- Was zu tun ist
[1] Warum sollte Christian Lell nach Michael Skibbes Worten im Seitentext froh sein, die fünfte Gelbe Karte gesehen zu haben? Erklären Sie das in ein bis drei Sätzen.
[2] Beantworten Sie zum Seitentext jede Frage kurz:
(a) Worum bittet Jürgen Klopp nach der Diskussion mit dem vierten Offiziellen?
(b) Wie viele Tore wurden Gladbach bereits aberkannt?
(c) Womit spricht Lucien Favre sein Urteil über den vierten Offiziellen aus?
[3] Schreiben Sie einen Abschnitt aus dem Seitentext wortgetreu ab. Beginnen Sie bei den Worten „Trotzdem bleibt die“, und hören Sie nach „Luft gezeichnetes Fragezeichen.“ auf.

Christian Lell vs. Michael "Klartext" Skibbe. Ein gnadenloser Fight am Rande des Wahnsinns. Als würde man mit zwei Todessternen eine Runde "Pong" um die Zukunft der Galaxis spielen. Runde eins ging an den Skibbinator, der Lell im Training bis aufs Knochenmark rasierte. "Sei froh, dass du die fünfte Gelbe Karte gesehen hast. Du hättest sowieso nicht mehr gespielt." Wer dem anderen verbal dermaßen eine lellt, der sollte hoffen, dass sein Gegenüber keine Frauen schlägt. Fortsetzung folgt.

8. Wolf-Dieter Pouchman: Klar, es gibt schönere Aufgaben als den Spielbericht zu Hertha gegen Hannover zu liefern: Steuererklärung machen. Christian Wulff einen Kredit geben. 90 Minuten lang eine Kamera auf Michael Ballack halten. Mit Michel Friedman Trüffel-Spaghetti essen. Sich von einem blinden Affen mit einer Käsereibe die Hornhaut am Fußballen entfernen lassen. Wir wollen Euch nicht mit den gängigsten Beispielen langweilen.

Trotzdem bleibt die Frage: Ätzen einem 30 Jahre Spielberichte von solchen Partien die Synapsen weg oder läuft da eine interne Wette? In seiner Zusammenfassung sprach die Grande Dame des ZDF-Sports, Wolf-Dieter Poschmann, nämlich konsequent von Hannovers "Ob-de-looo-e". Was Leon Andröösen und Luis Figuuu dazu sagen, ist leider nicht bekannt.

9. Stilstudie: Fehlentscheidung gegen Dortmund: Nach der freundlichen aber bestimmten Diskussion mit Jürgen Klopp ist der vierte Offizielle nur noch anhand von Hautfetzen zu identifizieren. Kloppo bittet anschließend um einen Zahnstocher.

Fehlentscheidung gegen Gladbach: Zum dritten Mal in gefühlten zwei Sekunden wird gegen Gladbach auf Abseits entschieden. Zwei Tore wurden bereits aberkannt. Lucien Favre blickt rehäugig zum vierten Offiziellen und spricht sein vernichtendes Urteil über ihn aus: Ein in die Luft gezeichnetes Fragezeichen.

Das ist eben die Bundesliga. Hier trifft Slayer auf Beethoven. Über wahre Klasse entscheidet jedoch immer der Stil. Und da gebärdet sich der amtierende Meister eher als betrunkener Truckfahrer, der mitten ins Pianissimo der Oper grölt. Das findet Ihr nicht witzig? Isses aber, ihr Vollspacken!!!

- Datenauszüge
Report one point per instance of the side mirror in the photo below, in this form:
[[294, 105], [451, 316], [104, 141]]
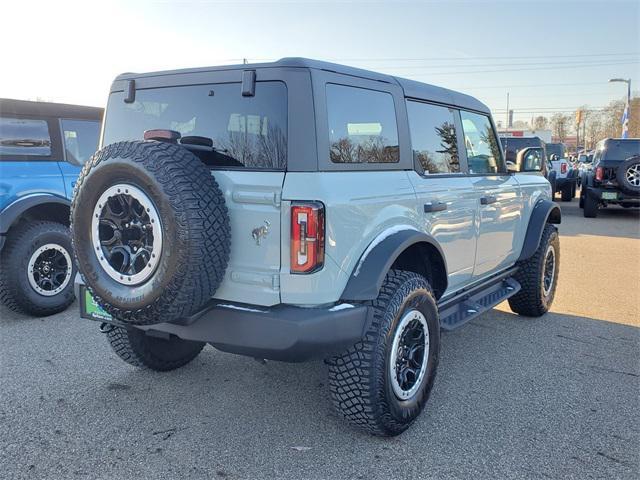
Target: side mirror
[[530, 160]]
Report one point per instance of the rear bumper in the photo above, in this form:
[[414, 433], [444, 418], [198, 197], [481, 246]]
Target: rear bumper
[[283, 332], [621, 197]]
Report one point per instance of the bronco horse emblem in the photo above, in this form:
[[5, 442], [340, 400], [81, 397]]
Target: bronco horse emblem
[[261, 232]]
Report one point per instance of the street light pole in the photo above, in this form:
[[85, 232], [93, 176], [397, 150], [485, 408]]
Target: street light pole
[[628, 106]]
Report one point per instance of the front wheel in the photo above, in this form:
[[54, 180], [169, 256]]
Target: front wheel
[[36, 269], [383, 382], [538, 277]]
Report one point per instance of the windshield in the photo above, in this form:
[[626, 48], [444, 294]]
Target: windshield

- Antworten nach Nummer
[1] Skibbe zufolge hätte Lell ohnehin nicht mehr gespielt. Die fünfte Gelbe Karte nimmt ihm also nach dieser Aussage nichts weg.

[2]
(a) Um einen Zahnstocher.
(b) Zwei.
(c) Mit einem in die Luft gezeichneten Fragezeichen.

[3]
Trotzdem bleibt die Frage: Ätzen einem 30 Jahre Spielberichte von solchen Partien die Synapsen weg oder läuft da eine interne Wette? In seiner Zusammenfassung sprach die Grande Dame des ZDF-Sports, Wolf-Dieter Poschmann, nämlich konsequent von Hannovers "Ob-de-looo-e". Was Leon Andröösen und Luis Figuuu dazu sagen, ist leider nicht bekannt.

9. Stilstudie: Fehlentscheidung gegen Dortmund: Nach der freundlichen aber bestimmten Diskussion mit Jürgen Klopp ist der vierte Offizielle nur noch anhand von Hautfetzen zu identifizieren. Kloppo bittet anschließend um einen Zahnstocher.

Fehlentscheidung gegen Gladbach: Zum dritten Mal in gefühlten zwei Sekunden wird gegen Gladbach auf Abseits entschieden. Zwei Tore wurden bereits aberkannt. Lucien Favre blickt rehäugig zum vierten Offiziellen und spricht sein vernichtendes Urteil über ihn aus: Ein in die Luft gezeichnetes Fragezeichen.